TASK ITEM —
Reproduce the following text on translating classical Chinese poetry in full, word for word.
### READING TEXT ###
Carolyn Choa is a Patron of the SI Leeds Literary Prize and has acted as a translator on several Chinese films. She was co-editor and translator of The Vintage Book of Contemporary Chinese Fiction. In this blog she talks about the labour of love involved in translating another writer’s work
Anyone who has ever attempted to translate a classical Chinese poem into English will immediately be confronted with a simple reality – Chinese is a monosyllabic language, and English is not. Hence, any English translation will inevitably be longer, not only because the words have more syllables, but because the Chinese language, particularly in its classical form, prizes ambiguity, intentionally leaving spaces for the reader to fill and interpret. In paintings this is called ‘liu bai’, ‘leaving the white（of a scroll)’ . In literature it works on the same principle.
Classical Chinese poetry adheres to strict formal structures. First there is the length and number of lines, which are pretty much prescribed; then, as in all poetry, it has its own inherent musicality – in rhythm, cadence and phrasing, not to say the occasional rhyme. in fact, the most widespread form of Song poetry, called Ci, were originally based on musical structures and were meant to be sung. All of this instantly asks of the translator to be both respectful and irreverent, in order to reflect the original work accurately in sense and tone, while offering fluency, comprehensible cultural references (possibly ancient), and the same level of poetic pleasure to the western reader.
### RECORDS SHOWN ###
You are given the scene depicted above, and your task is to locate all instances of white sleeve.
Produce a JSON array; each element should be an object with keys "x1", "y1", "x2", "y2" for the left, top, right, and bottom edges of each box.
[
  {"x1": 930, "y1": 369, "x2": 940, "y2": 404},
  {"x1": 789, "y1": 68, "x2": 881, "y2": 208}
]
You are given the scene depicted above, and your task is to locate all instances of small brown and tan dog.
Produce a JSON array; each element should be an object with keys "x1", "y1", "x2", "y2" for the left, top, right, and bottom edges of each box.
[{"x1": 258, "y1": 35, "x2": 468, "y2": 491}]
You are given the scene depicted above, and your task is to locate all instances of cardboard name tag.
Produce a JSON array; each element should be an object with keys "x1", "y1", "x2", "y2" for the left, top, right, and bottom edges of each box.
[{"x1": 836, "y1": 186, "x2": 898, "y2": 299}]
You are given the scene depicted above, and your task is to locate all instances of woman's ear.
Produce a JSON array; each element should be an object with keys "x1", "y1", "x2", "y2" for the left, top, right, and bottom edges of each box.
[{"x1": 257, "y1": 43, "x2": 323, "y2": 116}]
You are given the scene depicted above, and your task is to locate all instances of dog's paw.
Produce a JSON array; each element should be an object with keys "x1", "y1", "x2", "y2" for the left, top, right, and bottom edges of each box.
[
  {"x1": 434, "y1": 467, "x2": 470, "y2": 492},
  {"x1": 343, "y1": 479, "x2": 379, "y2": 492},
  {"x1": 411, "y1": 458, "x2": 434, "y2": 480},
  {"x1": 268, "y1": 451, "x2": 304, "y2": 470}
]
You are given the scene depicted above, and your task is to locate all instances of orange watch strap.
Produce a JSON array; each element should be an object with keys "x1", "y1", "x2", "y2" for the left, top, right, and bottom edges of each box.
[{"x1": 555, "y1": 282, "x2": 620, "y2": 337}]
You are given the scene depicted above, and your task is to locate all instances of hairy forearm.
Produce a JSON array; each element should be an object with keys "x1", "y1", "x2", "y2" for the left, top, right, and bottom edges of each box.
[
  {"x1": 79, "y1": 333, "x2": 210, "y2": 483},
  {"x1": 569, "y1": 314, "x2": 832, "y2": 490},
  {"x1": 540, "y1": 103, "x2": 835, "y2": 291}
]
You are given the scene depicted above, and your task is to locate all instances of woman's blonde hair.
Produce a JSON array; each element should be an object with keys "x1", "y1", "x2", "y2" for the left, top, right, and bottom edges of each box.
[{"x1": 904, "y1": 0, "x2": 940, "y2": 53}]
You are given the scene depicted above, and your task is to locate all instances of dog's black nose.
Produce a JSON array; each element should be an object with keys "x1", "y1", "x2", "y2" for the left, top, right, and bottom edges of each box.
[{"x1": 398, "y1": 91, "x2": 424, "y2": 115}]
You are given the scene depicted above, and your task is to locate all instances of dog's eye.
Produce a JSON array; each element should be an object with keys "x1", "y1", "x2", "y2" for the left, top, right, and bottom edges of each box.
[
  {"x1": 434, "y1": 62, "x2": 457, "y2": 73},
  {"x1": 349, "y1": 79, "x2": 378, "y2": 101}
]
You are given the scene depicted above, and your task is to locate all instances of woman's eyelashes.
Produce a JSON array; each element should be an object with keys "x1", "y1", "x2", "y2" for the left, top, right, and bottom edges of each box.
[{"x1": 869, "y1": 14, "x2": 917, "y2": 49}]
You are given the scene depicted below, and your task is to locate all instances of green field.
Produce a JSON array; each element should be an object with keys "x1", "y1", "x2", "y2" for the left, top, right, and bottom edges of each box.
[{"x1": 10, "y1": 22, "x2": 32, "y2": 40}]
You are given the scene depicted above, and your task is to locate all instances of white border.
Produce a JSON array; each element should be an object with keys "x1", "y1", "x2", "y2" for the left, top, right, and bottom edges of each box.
###
EXERCISE RESULT —
Carolyn Choa is a Patron of the SI Leeds Literary Prize and has acted as a translator on several Chinese films. She was co-editor and translator of The Vintage Book of Contemporary Chinese Fiction. In this blog she talks about the labour of love involved in translating another writer’s work
Anyone who has ever attempted to translate a classical Chinese poem into English will immediately be confronted with a simple reality – Chinese is a monosyllabic language, and English is not. Hence, any English translation will inevitably be longer, not only because the words have more syllables, but because the Chinese language, particularly in its classical form, prizes ambiguity, intentionally leaving spaces for the reader to fill and interpret. In paintings this is called ‘liu bai’, ‘leaving the white（of a scroll)’ . In literature it works on the same principle.
Classical Chinese poetry adheres to strict formal structures. First there is the length and number of lines, which are pretty much prescribed; then, as in all poetry, it has its own inherent musicality – in rhythm, cadence and phrasing, not to say the occasional rhyme. in fact, the most widespread form of Song poetry, called Ci, were originally based on musical structures and were meant to be sung. All of this instantly asks of the translator to be both respectful and irreverent, in order to reflect the original work accurately in sense and tone, while offering fluency, comprehensible cultural references (possibly ancient), and the same level of poetic pleasure to the western reader.